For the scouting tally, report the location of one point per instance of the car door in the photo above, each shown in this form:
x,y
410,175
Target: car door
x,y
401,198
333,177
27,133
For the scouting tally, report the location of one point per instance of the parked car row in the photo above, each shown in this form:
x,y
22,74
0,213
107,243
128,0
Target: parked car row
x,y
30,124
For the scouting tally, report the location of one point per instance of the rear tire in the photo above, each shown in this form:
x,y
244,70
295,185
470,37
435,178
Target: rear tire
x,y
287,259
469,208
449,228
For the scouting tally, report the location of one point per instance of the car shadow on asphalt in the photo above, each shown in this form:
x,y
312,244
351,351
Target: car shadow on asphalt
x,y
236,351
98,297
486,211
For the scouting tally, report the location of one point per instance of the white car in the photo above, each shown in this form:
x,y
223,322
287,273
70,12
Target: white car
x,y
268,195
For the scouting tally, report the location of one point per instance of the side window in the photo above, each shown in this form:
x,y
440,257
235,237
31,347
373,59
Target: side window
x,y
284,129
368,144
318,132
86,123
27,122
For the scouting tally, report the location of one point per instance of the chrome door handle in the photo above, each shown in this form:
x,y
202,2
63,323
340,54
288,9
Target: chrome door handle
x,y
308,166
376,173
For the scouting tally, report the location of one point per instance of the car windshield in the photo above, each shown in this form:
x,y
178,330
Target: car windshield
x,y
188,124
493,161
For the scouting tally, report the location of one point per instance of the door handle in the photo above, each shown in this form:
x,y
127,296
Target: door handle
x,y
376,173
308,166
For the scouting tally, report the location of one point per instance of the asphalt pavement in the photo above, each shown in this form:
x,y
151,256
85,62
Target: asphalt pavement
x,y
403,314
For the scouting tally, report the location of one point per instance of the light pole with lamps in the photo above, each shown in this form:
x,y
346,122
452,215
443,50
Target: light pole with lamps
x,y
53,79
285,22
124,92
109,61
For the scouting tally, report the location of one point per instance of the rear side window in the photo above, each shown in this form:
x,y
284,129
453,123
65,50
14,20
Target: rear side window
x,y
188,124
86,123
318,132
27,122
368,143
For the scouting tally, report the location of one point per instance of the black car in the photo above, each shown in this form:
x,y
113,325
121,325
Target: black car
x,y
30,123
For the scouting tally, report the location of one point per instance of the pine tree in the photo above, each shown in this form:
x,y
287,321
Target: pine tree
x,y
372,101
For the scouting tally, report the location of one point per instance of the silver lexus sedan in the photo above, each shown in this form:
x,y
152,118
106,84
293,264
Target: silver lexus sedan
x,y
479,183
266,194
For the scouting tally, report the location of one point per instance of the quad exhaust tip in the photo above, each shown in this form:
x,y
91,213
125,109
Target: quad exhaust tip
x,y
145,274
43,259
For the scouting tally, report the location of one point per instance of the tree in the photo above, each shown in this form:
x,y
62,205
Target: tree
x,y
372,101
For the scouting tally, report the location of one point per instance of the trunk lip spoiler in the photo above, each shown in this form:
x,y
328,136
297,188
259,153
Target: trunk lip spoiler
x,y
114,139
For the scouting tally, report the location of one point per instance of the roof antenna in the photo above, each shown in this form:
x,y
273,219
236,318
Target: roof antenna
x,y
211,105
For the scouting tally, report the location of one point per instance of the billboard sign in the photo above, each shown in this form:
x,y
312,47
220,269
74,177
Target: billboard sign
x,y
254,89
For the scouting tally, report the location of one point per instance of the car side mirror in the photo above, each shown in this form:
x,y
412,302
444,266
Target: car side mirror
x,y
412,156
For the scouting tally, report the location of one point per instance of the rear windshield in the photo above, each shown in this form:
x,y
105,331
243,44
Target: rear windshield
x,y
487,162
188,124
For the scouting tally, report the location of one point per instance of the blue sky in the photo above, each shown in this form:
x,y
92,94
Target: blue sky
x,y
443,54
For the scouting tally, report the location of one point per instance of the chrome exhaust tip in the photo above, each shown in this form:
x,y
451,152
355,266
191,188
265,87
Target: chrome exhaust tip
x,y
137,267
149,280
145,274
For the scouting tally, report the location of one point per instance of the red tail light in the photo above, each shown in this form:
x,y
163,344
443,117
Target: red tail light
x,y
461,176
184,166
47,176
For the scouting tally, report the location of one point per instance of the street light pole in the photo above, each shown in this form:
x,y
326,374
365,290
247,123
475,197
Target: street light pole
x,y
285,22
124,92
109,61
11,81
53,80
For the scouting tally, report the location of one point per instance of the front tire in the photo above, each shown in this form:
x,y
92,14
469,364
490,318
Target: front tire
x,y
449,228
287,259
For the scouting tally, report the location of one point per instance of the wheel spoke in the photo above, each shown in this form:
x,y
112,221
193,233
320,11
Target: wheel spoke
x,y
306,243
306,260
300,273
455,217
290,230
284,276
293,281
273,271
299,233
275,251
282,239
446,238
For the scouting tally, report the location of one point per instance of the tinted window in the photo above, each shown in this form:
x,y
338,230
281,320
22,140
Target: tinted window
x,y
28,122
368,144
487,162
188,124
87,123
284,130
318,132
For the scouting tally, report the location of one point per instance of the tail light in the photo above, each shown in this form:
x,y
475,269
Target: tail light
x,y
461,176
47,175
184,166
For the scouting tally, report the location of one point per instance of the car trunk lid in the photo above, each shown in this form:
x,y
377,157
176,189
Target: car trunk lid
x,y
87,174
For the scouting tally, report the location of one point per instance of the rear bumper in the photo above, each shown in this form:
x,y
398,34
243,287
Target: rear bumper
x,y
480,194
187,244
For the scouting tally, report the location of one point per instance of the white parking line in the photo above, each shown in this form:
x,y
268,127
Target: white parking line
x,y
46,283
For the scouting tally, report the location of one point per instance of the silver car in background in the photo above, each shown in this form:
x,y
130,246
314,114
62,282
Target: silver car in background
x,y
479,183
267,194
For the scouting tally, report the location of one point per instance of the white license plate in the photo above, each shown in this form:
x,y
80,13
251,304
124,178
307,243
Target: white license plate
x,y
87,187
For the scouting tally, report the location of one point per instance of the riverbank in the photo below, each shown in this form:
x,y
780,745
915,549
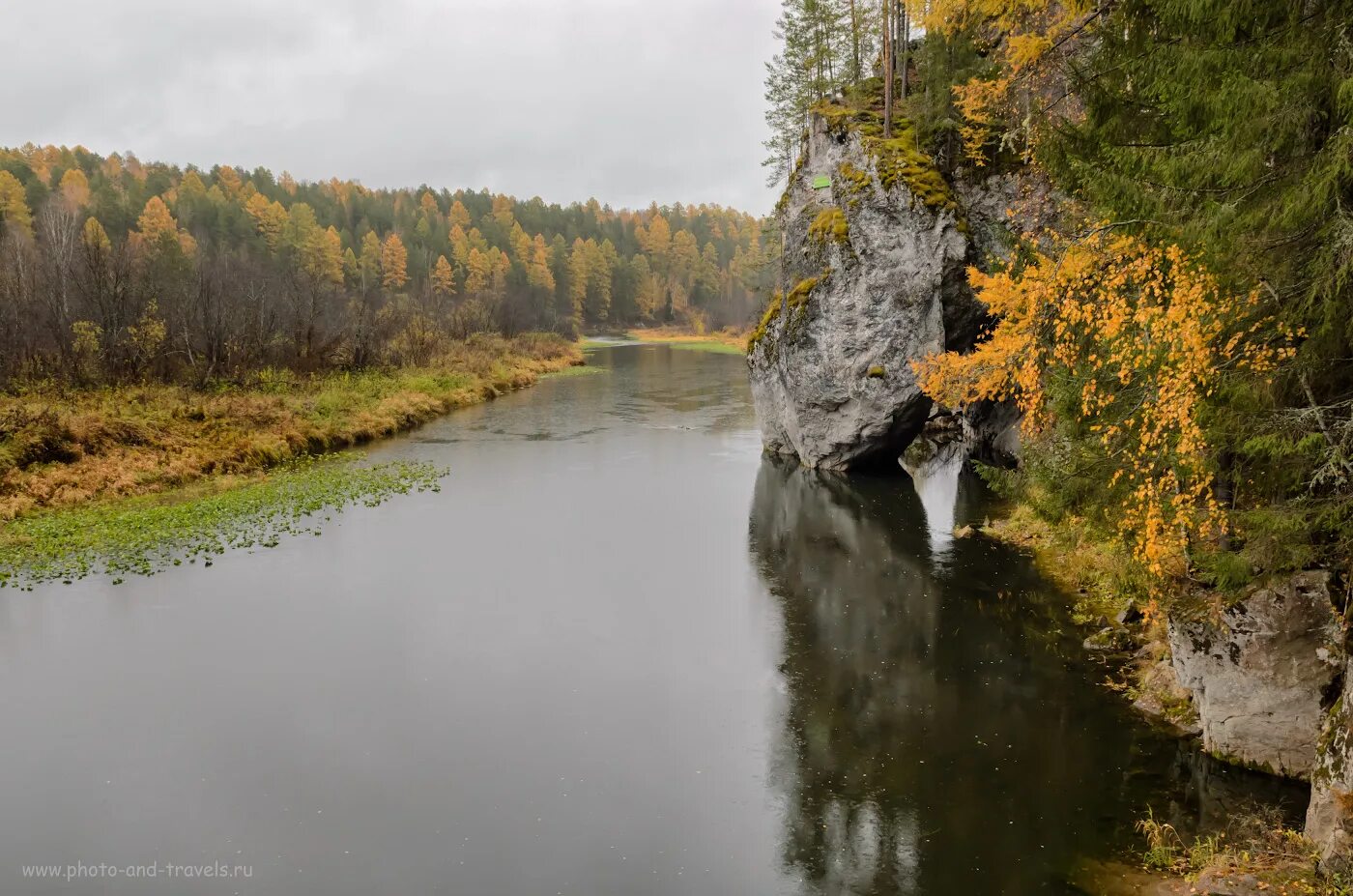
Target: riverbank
x,y
727,341
63,447
1255,853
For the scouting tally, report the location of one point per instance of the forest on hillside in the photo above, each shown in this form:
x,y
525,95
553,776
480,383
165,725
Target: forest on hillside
x,y
118,270
1181,342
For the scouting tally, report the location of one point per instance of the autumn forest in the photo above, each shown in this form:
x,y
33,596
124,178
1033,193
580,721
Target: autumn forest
x,y
114,268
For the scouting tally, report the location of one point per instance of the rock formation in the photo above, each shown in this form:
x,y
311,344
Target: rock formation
x,y
1261,676
875,277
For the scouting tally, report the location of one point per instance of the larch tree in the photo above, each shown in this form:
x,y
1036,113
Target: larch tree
x,y
443,277
14,206
394,263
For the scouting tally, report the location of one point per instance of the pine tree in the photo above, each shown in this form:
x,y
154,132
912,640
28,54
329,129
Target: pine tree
x,y
394,263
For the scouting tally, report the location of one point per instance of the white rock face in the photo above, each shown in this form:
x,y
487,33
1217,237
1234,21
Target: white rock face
x,y
1260,677
1329,818
831,376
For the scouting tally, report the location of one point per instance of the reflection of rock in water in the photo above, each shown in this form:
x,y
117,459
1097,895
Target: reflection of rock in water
x,y
936,737
944,486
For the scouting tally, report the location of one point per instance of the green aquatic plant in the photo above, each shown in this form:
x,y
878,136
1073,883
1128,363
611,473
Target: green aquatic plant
x,y
144,535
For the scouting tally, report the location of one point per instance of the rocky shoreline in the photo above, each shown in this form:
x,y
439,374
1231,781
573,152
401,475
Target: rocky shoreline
x,y
875,279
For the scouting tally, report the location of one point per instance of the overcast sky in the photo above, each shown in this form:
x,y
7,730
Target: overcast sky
x,y
625,101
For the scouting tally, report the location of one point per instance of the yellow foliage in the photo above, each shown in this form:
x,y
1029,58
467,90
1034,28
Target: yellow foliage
x,y
95,239
394,263
74,188
1022,36
156,222
443,277
14,205
1145,335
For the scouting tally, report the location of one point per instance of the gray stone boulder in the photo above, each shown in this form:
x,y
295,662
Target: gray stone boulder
x,y
875,279
1261,677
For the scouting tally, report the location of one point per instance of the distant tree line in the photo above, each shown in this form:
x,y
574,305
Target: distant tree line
x,y
115,268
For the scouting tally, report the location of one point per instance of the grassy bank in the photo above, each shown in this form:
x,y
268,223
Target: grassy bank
x,y
65,447
145,534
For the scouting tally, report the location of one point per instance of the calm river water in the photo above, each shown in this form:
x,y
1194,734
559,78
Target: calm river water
x,y
619,654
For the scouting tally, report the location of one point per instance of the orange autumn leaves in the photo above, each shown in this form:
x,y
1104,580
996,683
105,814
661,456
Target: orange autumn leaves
x,y
1138,337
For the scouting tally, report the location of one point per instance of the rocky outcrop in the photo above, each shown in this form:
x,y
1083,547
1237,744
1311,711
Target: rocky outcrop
x,y
875,277
1262,676
1329,819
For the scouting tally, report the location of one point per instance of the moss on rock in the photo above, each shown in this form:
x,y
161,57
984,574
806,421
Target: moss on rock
x,y
829,226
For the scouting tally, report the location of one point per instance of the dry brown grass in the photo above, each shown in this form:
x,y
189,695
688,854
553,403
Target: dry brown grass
x,y
63,447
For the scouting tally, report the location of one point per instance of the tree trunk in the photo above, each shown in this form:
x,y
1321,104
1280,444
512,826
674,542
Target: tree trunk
x,y
888,70
907,44
854,43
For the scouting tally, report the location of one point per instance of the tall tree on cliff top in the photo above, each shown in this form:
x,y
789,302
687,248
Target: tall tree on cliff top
x,y
816,60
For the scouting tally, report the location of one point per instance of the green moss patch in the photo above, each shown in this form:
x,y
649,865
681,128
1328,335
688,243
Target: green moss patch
x,y
897,159
829,226
777,302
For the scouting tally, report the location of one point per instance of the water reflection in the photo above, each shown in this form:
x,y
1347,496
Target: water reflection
x,y
940,733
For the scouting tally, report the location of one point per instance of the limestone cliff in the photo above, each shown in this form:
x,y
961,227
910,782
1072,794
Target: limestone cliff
x,y
876,247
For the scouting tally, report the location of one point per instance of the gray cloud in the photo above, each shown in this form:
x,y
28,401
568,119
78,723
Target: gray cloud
x,y
625,101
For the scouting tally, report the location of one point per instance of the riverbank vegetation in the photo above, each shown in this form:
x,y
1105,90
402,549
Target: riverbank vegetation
x,y
139,536
727,341
65,444
115,267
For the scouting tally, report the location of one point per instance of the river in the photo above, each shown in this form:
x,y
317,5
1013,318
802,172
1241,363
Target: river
x,y
618,654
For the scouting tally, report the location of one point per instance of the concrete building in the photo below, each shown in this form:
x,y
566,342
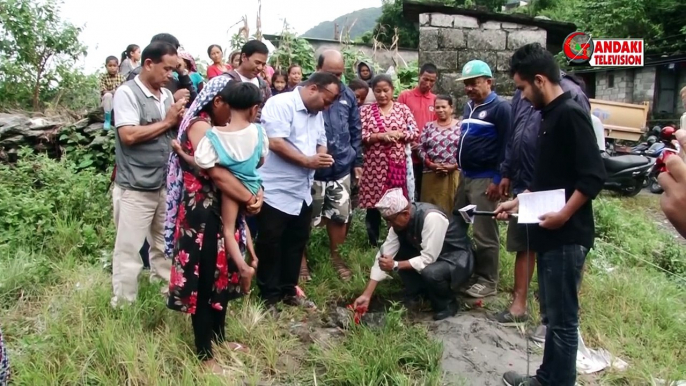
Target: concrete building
x,y
449,37
658,83
384,58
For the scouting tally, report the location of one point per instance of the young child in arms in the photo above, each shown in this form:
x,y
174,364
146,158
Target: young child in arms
x,y
240,147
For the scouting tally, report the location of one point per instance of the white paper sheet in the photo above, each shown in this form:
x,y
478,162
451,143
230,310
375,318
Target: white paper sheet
x,y
535,204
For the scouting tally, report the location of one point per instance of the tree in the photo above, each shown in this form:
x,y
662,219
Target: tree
x,y
408,34
391,19
35,46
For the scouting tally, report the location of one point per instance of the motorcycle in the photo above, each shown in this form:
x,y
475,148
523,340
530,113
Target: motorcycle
x,y
627,173
668,149
660,167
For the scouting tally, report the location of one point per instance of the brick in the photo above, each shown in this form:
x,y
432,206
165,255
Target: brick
x,y
487,40
516,39
444,60
490,25
441,20
451,38
428,38
460,21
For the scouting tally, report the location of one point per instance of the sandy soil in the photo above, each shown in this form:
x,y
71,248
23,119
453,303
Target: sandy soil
x,y
478,351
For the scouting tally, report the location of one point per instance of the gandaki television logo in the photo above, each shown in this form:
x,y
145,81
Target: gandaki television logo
x,y
580,48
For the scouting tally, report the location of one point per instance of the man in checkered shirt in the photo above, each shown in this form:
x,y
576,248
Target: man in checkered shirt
x,y
109,82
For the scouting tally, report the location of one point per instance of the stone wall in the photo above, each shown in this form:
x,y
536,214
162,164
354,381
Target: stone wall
x,y
681,84
450,41
644,85
621,89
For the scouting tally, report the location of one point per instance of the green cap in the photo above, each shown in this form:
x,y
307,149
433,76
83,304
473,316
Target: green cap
x,y
475,69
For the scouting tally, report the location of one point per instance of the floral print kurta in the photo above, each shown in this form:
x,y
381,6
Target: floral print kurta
══════════════════════════════
INSTRUCTIONS TO FOLLOW>
Using the listing above, show each line with the word "below" in it.

RESPONSE AREA>
For the scouting tally, report the location of one point per instance of the riverbank in the photo below, each shown in this form:
For the scouting tally, report the location of one point per instance of the concrete building in the photo below, each shown in this form:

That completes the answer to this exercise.